### [Task details]
Give back the rows from the line with "In the photo above, where can the street" through the end of the rows, changing "street lamp" to "lamppost" and leaving everything else as it is.

### [Records provided]
'''
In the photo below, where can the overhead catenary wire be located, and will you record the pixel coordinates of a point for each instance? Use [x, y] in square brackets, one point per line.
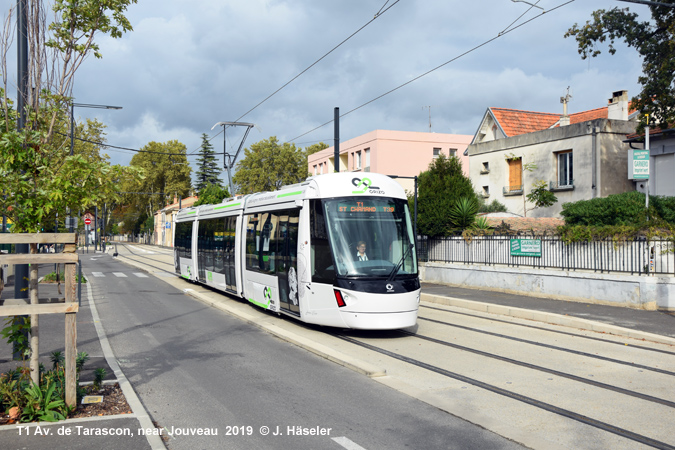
[501, 34]
[379, 13]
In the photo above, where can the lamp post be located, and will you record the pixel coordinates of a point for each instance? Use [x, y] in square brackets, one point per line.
[72, 137]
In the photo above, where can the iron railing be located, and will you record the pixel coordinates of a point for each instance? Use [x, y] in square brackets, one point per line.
[639, 256]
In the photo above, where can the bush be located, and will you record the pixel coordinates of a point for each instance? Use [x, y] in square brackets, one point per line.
[620, 209]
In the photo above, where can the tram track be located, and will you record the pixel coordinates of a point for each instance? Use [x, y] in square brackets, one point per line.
[535, 327]
[623, 432]
[549, 346]
[558, 373]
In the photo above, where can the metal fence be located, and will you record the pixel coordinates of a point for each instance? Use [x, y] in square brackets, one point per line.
[640, 256]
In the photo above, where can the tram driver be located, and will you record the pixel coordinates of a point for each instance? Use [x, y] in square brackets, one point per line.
[361, 251]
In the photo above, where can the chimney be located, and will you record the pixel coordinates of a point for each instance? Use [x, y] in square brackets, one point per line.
[617, 109]
[565, 118]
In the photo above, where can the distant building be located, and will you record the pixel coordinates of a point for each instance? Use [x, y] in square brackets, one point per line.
[164, 223]
[579, 156]
[401, 153]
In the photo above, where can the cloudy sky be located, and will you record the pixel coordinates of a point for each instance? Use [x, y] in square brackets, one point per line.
[190, 64]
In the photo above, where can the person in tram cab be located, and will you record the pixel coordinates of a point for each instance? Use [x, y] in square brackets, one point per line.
[361, 251]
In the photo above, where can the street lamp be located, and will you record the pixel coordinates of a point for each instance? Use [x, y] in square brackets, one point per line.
[72, 139]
'''
### [Full solution]
In the photo above, where can the lamppost be located, and will you record the pixel coordinates of a point for each instance? Use [x, y] in square brackets, one point per line.
[72, 139]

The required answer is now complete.